# Exercise objective
Restate the whole listing exactly.

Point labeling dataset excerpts
•••••
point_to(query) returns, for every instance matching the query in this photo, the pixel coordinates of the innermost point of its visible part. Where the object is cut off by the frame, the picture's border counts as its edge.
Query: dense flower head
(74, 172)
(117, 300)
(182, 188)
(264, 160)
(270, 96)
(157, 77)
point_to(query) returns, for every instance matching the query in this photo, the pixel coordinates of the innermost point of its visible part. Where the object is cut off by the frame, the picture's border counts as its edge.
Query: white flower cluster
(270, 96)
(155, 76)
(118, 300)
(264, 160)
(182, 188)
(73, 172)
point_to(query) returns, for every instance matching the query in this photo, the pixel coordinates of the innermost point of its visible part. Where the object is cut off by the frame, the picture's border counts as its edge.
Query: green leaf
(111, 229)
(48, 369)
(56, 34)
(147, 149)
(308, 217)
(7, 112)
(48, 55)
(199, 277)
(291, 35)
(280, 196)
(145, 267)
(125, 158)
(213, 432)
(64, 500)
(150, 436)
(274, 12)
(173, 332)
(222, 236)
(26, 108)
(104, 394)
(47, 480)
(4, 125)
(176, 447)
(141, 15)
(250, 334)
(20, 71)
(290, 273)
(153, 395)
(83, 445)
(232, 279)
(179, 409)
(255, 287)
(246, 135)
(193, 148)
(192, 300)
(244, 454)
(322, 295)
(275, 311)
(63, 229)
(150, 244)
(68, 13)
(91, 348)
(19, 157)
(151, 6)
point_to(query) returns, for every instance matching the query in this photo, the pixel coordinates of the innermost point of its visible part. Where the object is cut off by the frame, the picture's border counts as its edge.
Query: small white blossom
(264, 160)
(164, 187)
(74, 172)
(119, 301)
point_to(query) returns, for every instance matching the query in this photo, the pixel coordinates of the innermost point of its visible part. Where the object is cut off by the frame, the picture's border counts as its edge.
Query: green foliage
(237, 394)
•••••
# Result
point_to(query) returns, for every instance matching the query in this photo, the pixel coordinates of the innermost point of its visible part. Where the object is cut off by the frame, the picture's border counts as its edge.
Query: dense flower head
(74, 172)
(117, 300)
(182, 188)
(264, 160)
(270, 96)
(157, 77)
point_to(query) returns, for every instance matching the query in this photo, the pixel coordinates of the innermost point of its visible part. Where the object is cut off by the frame, the picture's border counts as its edge.
Query: white flower cluster
(270, 96)
(155, 76)
(118, 300)
(264, 160)
(182, 188)
(73, 172)
point_to(query) returns, for every instance matching the query in this photo, the pixel coordinates of the innermost point of its visible part. Where the object is cut off by the frame, the picture's border counts as its edge.
Query: green leaf
(111, 229)
(48, 369)
(56, 34)
(147, 149)
(308, 217)
(7, 112)
(48, 55)
(199, 277)
(291, 35)
(280, 196)
(145, 267)
(125, 158)
(213, 432)
(64, 500)
(150, 436)
(274, 12)
(173, 332)
(222, 236)
(26, 108)
(104, 394)
(47, 480)
(4, 125)
(176, 447)
(141, 15)
(250, 334)
(20, 71)
(290, 273)
(153, 395)
(83, 445)
(232, 279)
(179, 409)
(255, 287)
(246, 135)
(193, 148)
(192, 300)
(244, 454)
(322, 295)
(275, 311)
(63, 229)
(150, 244)
(68, 13)
(91, 348)
(19, 157)
(151, 6)
point_to(query) returns, for every instance matching the query in this photo, the pixel coordinates of the innermost point of its visible part. Where the object is cut off by the frame, the picture's border counts as its edge.
Query: small white blossom
(264, 160)
(164, 187)
(74, 172)
(119, 301)
point_to(query) returns, for every instance matching the query in this photo, the pixel coordinates of the innermost point of its visible part. Where the object is cut off by the frame, the picture's border counts as its edge.
Query: green foliage
(237, 394)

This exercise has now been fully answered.